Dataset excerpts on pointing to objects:
• • • •
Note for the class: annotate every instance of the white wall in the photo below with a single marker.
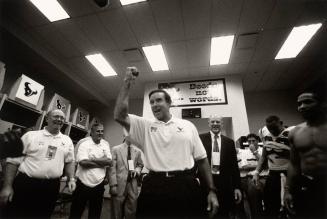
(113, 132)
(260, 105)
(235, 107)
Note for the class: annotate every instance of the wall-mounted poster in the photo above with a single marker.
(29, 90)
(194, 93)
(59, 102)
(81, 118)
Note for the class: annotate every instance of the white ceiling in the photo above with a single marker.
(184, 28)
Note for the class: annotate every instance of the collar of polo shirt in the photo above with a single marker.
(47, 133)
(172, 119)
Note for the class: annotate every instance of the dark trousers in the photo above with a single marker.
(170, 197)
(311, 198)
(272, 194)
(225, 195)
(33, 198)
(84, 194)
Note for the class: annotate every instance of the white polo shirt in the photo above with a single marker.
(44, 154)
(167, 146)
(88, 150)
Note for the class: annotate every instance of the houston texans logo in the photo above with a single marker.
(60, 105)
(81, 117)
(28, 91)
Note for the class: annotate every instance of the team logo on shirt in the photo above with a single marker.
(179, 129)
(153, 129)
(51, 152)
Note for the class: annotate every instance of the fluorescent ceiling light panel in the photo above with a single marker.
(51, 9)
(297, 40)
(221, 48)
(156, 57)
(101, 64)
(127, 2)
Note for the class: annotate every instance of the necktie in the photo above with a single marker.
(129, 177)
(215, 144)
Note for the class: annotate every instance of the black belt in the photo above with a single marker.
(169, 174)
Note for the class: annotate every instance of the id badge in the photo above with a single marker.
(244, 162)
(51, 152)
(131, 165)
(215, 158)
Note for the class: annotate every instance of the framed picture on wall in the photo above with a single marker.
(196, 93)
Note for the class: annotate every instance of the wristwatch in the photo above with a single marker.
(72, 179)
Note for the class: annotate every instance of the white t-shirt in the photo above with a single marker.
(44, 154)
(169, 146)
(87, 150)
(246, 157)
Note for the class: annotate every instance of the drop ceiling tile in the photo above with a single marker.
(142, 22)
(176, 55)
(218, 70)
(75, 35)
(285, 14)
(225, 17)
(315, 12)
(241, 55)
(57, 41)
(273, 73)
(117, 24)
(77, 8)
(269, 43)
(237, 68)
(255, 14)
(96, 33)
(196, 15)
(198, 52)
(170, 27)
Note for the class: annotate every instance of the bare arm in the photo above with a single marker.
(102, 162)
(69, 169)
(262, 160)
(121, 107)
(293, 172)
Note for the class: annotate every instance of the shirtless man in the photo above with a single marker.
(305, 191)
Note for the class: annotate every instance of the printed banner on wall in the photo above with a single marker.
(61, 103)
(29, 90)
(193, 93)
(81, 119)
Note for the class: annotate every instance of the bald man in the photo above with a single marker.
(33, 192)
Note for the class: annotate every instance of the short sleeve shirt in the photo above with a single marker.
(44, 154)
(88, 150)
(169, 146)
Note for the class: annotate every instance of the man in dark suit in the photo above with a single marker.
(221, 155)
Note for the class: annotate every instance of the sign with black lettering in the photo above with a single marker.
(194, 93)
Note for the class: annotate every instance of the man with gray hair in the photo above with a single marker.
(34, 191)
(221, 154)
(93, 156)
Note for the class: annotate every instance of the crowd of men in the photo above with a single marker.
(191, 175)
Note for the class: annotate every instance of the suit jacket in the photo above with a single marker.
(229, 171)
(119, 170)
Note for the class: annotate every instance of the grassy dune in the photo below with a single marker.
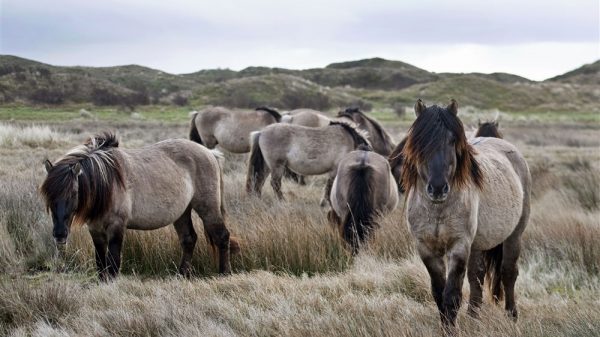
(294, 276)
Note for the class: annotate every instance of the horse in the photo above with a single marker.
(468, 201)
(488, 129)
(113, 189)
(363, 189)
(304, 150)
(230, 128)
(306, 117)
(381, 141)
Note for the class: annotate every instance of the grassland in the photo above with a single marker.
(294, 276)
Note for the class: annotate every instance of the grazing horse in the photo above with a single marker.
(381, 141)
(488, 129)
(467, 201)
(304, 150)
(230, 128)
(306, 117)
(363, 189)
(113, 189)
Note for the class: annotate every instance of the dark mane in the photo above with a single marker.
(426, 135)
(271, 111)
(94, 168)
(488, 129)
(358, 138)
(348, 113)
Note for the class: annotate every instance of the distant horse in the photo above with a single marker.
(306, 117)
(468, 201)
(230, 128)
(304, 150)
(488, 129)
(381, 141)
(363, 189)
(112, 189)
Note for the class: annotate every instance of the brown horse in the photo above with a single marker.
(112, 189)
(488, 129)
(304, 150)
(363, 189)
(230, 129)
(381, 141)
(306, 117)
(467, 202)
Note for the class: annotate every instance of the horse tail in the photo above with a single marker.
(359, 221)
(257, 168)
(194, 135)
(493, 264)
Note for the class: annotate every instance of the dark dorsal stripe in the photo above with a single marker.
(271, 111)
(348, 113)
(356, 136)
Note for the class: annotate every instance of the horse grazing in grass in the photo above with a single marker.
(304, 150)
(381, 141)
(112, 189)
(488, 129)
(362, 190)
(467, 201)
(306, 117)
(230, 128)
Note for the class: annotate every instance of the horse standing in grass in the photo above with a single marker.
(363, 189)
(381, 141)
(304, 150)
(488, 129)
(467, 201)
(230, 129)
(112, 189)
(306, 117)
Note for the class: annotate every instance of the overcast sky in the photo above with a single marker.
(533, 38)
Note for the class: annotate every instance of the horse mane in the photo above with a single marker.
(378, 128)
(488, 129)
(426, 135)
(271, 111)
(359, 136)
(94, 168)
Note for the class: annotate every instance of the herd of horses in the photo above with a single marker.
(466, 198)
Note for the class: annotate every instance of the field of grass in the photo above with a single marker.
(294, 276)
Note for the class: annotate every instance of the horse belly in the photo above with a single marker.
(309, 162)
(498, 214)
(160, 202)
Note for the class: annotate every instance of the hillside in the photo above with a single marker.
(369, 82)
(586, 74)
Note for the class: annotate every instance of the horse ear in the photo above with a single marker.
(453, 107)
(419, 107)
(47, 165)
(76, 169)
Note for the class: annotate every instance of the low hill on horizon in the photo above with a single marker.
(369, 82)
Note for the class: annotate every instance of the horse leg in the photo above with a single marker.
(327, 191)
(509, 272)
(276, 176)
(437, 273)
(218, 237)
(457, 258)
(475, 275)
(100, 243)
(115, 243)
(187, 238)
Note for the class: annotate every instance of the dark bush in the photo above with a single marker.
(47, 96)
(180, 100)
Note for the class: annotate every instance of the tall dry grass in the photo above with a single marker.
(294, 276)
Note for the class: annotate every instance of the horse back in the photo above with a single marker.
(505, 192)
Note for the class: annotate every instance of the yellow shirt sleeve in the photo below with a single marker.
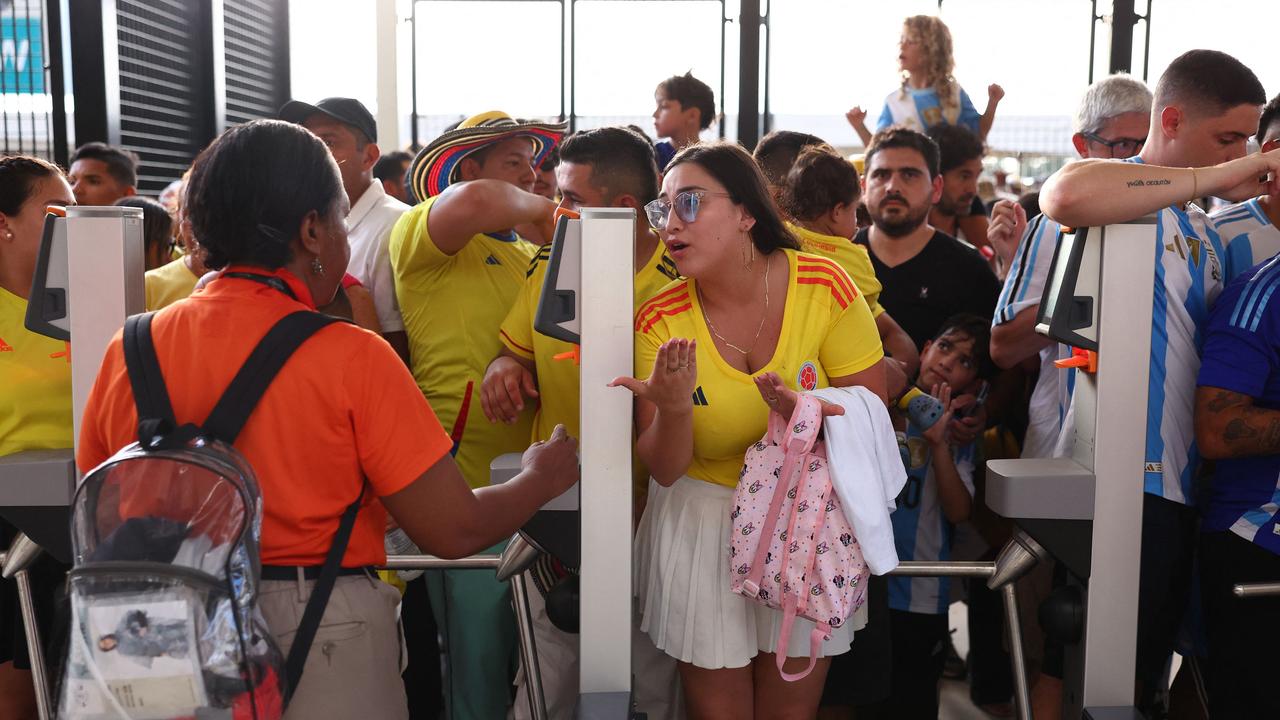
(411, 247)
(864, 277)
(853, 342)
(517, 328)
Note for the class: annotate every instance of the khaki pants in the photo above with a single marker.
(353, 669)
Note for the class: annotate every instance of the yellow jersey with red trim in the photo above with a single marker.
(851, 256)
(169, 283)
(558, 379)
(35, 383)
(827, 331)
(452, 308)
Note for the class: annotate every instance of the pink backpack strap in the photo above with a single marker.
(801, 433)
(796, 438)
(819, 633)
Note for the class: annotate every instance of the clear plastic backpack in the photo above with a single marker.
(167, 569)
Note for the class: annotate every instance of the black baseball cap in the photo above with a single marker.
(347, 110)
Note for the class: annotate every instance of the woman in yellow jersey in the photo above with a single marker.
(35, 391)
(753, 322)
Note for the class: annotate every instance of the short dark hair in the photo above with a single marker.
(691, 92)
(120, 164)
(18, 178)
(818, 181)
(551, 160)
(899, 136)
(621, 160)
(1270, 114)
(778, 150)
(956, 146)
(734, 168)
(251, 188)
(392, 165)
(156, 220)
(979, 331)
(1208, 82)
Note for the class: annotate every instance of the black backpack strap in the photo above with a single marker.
• • • •
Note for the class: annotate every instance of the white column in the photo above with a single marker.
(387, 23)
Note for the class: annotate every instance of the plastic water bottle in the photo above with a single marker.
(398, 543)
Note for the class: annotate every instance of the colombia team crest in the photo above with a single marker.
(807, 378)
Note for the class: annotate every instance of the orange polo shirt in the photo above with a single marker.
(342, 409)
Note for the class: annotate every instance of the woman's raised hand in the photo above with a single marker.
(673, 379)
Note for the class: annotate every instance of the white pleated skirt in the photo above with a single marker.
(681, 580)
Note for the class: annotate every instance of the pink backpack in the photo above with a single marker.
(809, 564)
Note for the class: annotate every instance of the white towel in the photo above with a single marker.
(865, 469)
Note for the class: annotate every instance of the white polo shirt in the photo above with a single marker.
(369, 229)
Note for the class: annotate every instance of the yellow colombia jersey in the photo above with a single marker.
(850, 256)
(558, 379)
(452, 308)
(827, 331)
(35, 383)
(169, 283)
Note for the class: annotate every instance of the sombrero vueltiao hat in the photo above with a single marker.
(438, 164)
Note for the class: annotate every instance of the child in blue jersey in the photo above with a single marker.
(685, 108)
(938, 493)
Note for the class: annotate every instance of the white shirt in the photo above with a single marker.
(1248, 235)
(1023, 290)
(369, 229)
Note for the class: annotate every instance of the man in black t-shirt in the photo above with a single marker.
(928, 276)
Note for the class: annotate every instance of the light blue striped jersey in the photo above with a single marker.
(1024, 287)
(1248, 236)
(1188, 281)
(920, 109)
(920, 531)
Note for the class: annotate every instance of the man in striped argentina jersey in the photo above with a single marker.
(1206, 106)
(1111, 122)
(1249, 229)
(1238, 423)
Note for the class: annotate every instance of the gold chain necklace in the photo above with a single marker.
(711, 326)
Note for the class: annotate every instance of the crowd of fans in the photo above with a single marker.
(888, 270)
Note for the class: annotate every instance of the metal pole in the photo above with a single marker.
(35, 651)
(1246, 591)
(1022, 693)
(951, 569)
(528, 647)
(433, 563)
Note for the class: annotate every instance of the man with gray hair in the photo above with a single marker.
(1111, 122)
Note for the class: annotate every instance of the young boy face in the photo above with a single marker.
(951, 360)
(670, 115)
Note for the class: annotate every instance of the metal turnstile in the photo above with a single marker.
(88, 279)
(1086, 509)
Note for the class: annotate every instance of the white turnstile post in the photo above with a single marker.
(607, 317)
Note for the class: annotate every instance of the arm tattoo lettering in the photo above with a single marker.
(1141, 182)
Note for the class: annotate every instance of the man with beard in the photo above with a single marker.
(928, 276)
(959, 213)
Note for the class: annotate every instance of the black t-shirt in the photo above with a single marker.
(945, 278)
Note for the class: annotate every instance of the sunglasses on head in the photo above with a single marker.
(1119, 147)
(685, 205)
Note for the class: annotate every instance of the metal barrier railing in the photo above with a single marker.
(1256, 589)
• • • •
Task statement: Rewrite the material from the line with "the white turnstile" to the line with "(1256, 589)", both included, keeping the requests as they are. Scale every point coordinate by 1.9, rounding to whole numbers with halves rounded up.

Written response:
Note for the class: annotate every instance of the white turnstile post in the photo above with a single marker.
(1153, 602)
Note for the class: annotate every instance of the arm tattoo lettering in the photo above with a single marker.
(2168, 346)
Note for the class: annotate every instance of the man with beard in the photo above with a single marker.
(1763, 524)
(1822, 405)
Note for the class: annotate every instance of the black t-shirt in the photo above with a single marker.
(1796, 528)
Note for the class: annotate every instance of the sunglasses on head in the photo above with a single marker.
(2126, 279)
(1302, 390)
Note for the class: annotate every instance of the metal barrier railing in the photo above with a single marker.
(2386, 1119)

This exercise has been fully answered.